_Selected extract_.
Start of Block

Resources

Haters gonna Hate

With the internet came a vast amount of information to us – how to videos, social media, and the ability to google virtually anything (don’t get me started on “doctor google”). It has been a blessing and a curse to have access to so much information, as well as be able to share so much more about ourselves. While this access to information has informed us, it also seems to have empowered some people to criticize and shame others. Mom shaming is a great example of this.

When we are criticized it is a natural defense mechanism to try and defend ourselves by justifying our actions. While defense mechanisms are a whole other topic, when it comes to our outer circle of unrequested critics, try not to get caught up in engaging them. In the words of Dakota Meyers, “don’t take criticism from someone you wouldn’t take advice from.”

Game on

There is a lot of controversy surrounding video games. They are certainly a different breed than they were in the years of Atari or Nintendo 64. There are few adolescents I meet that aren’t playing video games and parents at times like to pick my brain regarding the impact on mental health.

I think this is a great article that doesn’t just focus on correlation studies (as so many do), but asks bigger questions, like why are video games so appealing? What needs are being met by this? How are these needs not being met in the real world?

Other questions to ask related to video gaming is the time allotment, time spent engaging in physical activity, themes of the game, why is it rated at that age/maturity level, and are they playing on line (a whole different beast of video gaming in my opinion). I always encourage parents to do their own research and read about the video games their child is begging them for, commonsensemedia.org is one of many great resources for this.

Balance of Well-Being

While these characterizations are a bit a silly, I really like how they have captured so many different “all stars” that contribute to our well-being. It is challenging to achieve all of these aspects of life, but it is possible, and our lives are healthier and happier because of them. Often this is not recognized until we experience the benefits of incorporating them into our lives regularly.

Creative outlet – This can range from coloring, doodling, journaling, playing an instrument – use your imagination! As we age out of the elementary school years it seems like people engage in this outlet less. Play is our first language. Our brains are intrinsically creative and crave these outlets. It can also be a great form of being mindful – a moment to forget the stress of social or work life.

Exercise – Carving out time for exercise poses as an obstacle, but the benefits are numerous – self-esteem, healthier lives, increased satisfaction with our body, engaging in routine, better sleep, etc. Start with a small goal – even if it’s just 30 minutes twice a week. Once you’ve maintained this achievement increase the goal to three times a week. It is expected that you will fall out of this routine time to time. What matters is that you get back on it! Eventually you’ll find that the frequency and duration of falling out of exercise grows shorter the longer you’re committed to it.

Routine – It is really healthy to have a general routine (but not too rigid of a routine). Part of a routine is cutting out time to balance all of these “all stars” aka self-care. Make it a routine to engage in creative outlets or social functions or time by yourself to recharge your batteries.

End of Block

_Data excerpts_.

Start of Block

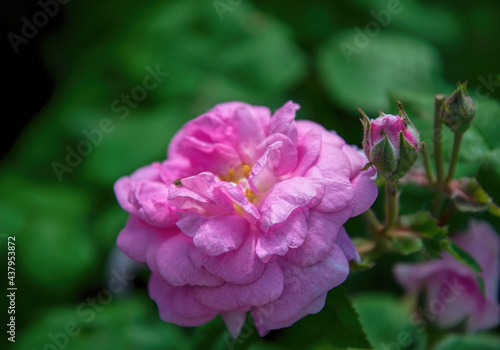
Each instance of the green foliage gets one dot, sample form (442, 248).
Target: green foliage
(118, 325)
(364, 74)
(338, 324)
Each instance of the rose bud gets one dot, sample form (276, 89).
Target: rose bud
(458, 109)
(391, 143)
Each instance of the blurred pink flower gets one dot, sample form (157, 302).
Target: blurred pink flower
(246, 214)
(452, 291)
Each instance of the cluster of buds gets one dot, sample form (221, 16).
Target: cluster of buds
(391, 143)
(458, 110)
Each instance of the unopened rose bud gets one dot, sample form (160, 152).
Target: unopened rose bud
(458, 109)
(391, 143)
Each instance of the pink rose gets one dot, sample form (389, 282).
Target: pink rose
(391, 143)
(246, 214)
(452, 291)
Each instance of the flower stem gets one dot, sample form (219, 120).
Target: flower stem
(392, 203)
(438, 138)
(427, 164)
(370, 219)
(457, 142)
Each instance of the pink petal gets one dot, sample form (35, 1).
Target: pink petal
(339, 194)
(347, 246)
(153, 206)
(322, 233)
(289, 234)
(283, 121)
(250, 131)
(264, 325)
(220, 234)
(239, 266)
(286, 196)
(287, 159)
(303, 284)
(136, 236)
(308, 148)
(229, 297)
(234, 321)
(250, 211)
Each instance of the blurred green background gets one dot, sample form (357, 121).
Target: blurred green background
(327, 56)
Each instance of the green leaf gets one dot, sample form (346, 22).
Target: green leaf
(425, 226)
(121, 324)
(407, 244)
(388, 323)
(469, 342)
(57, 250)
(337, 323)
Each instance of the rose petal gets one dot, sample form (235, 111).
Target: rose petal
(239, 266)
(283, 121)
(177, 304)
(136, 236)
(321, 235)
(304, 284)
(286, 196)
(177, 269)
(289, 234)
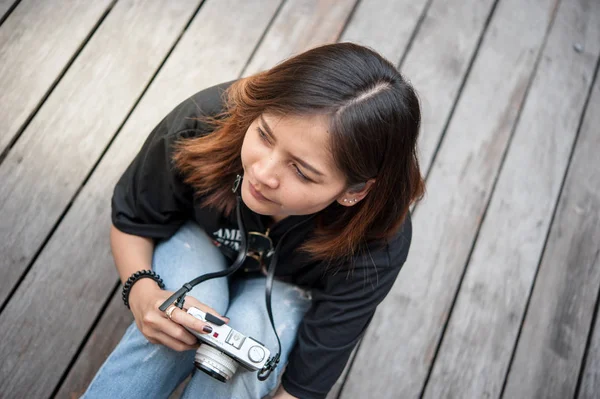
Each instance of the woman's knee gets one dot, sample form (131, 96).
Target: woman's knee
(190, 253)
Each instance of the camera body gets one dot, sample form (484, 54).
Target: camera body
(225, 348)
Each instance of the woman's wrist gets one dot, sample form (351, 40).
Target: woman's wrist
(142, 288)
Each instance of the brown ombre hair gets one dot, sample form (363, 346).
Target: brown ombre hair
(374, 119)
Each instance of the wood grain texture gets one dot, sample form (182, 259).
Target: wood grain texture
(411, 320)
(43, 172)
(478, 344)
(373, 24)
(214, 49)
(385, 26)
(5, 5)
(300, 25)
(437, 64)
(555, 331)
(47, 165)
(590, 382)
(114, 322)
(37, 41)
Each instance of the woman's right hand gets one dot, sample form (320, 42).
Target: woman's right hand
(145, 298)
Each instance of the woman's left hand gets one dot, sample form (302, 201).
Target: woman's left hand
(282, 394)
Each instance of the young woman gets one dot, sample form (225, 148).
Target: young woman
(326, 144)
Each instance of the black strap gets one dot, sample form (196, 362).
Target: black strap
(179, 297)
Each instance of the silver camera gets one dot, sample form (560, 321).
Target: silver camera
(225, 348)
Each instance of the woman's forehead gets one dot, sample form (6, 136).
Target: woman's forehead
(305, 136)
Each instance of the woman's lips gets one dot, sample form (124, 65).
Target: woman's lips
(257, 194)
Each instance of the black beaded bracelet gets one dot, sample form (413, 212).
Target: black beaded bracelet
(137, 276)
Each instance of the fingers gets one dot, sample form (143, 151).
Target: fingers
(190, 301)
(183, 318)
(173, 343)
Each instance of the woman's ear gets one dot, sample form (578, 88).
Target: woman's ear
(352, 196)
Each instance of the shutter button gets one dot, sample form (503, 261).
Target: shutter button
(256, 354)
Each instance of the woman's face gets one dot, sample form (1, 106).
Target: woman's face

End of Block

_Apply what you read_.
A. Answer each question from the resources page, one per line:
(i) Who is quoted on taking criticism?
(ii) Which website is named as a resource for reading about video games?
(iii) What starting exercise goal does it suggest?
B. Extend the resources page on well-being, starting right after its final sentence.

_Task-by-task answers_.
A.
(i) Dakota Meyers
(ii) commonsensemedia.org
(iii) 30 minutes twice a week

B.
Sleep – What is there to be said about sleep that you don’t already know from your experiences of not getting enough? We feel it all day when we don’t get enough sleep. Research shows there’s no such thing as “catching up” on sleep – either you get enough in a night or you don’t. When it comes to healthy sleep habits they say no screens in bed or near bed time. Establish a routine around bed time that incorporates self-care. It’s a great way to make a little time to unwind each night.

Meditation – This can look differently for everyone – prayer, guided meditation, yoga, gardening.

Social activity- I’m a big believer in work-life balance and I think friends are a big part of this.

Healthy diet – Vitamins and a healthy dose of vegetables are important. Cut out what you can – soda, processed candy bars – but also enjoy life. If you like chocolate, eat it! Just eat it in moderation.

Love – Pets, family, friends – we were designed for relationships. Be vulnerable with important relationships in your life. Practice kindness, patience, and selflessness with others and it will come back to you 10 fold.

Sun/air – As our worlds become more and more digital we spend less time with fresh air and sunlight. A walk in the woods does more for your body than you can imagine. Read more about some of the benefits here.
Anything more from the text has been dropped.